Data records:
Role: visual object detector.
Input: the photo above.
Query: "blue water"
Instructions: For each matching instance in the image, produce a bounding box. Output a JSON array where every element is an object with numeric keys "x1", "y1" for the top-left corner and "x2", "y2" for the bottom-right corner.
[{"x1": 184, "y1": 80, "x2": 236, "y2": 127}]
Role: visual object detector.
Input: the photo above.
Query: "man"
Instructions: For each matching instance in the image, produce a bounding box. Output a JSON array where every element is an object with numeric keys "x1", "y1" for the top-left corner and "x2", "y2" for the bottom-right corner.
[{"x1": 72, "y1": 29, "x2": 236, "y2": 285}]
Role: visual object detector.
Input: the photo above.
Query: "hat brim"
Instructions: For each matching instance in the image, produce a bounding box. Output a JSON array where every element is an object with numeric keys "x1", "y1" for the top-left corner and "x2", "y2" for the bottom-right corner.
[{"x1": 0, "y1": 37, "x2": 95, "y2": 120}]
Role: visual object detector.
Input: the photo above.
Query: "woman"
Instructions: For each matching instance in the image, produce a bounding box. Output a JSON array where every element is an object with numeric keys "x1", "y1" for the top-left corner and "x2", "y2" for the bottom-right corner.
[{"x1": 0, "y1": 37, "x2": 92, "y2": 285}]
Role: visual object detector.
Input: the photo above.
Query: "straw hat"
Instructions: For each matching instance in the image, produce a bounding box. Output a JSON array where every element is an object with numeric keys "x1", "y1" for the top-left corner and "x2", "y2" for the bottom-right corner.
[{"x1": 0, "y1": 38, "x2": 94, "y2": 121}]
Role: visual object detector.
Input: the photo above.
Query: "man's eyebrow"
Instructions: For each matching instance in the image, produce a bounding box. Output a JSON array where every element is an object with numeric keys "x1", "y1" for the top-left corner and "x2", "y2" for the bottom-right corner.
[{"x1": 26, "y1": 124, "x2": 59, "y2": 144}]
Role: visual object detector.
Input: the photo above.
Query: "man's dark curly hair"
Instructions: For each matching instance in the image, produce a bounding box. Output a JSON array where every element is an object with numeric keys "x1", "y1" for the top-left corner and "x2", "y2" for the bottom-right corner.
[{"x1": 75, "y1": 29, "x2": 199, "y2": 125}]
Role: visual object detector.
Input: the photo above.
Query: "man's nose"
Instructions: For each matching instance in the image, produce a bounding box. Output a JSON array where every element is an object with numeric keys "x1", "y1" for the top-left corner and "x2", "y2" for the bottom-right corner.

**EXERCISE INSTRUCTIONS:** Each line must be given again exactly as written above.

**SOLUTION FOR THIS TASK:**
Role: visual object detector.
Input: the photo above.
Query: "blue water"
Instructions: For each matching instance in the image, produce a bounding box. Output a JSON array where every element is an object with numeric keys "x1", "y1" for the top-left corner and "x2", "y2" for the bottom-right corner.
[{"x1": 184, "y1": 80, "x2": 236, "y2": 127}]
Role: visual object detector.
Input: the photo above.
Query: "man"
Instructions: For each matching instance in the image, produce a bounding box. Output a JSON array where every element is an object with numeric keys "x1", "y1" for the top-left corner and "x2", "y2" for the bottom-right corner.
[{"x1": 72, "y1": 29, "x2": 236, "y2": 285}]
Role: visual object detector.
Input: the photo above.
Query: "hat brim"
Instructions: For each matching instance in the image, produce a bounding box. Output a JSON array where every element is an object with numeric keys "x1", "y1" for the top-left corner and "x2", "y2" for the bottom-right corner.
[{"x1": 0, "y1": 37, "x2": 95, "y2": 120}]
Role: visual object detector.
Input: the photo above.
Query: "woman"
Instructions: For each matching instance in the image, produce a bounding box. Output a JSON array where every element is an object with numeric keys "x1", "y1" for the top-left corner and "x2", "y2" for the bottom-right corner.
[{"x1": 0, "y1": 37, "x2": 92, "y2": 285}]
Role: visual object detector.
Input: the photo above.
Query: "straw hat"
Instructions: For each matching instance in the image, produce a bounding box. Output a JSON array where every element is an object with numeric keys "x1", "y1" for the top-left corner and "x2", "y2" for the bottom-right corner.
[{"x1": 0, "y1": 38, "x2": 94, "y2": 121}]
Role: visual object detector.
Input: the photo above.
Query: "man's eyebrow"
Instructions: For each matching instance in the image, produce a bounding box. Output a JSON array where every element is an object with numeric keys "x1", "y1" for the top-left corner and "x2", "y2" for the bottom-right corner.
[{"x1": 26, "y1": 124, "x2": 59, "y2": 144}]
Role: visual object detector.
Input: the photo above.
Query: "man's dark curly hair"
Instructions: For each matching instance in the image, produce a bounding box. Output a JSON array where every element is an object with numeric keys "x1", "y1" for the top-left corner and "x2", "y2" for the bottom-right corner.
[{"x1": 75, "y1": 29, "x2": 199, "y2": 125}]
Role: visual object detector.
Input: the photo above.
Query: "man's nose"
Instructions: For each matching instance in the image, produce a bounding box. Output a JSON array where every element is an object with numeric keys "x1", "y1" for the top-left corner and "x2", "y2" for the bottom-right corner.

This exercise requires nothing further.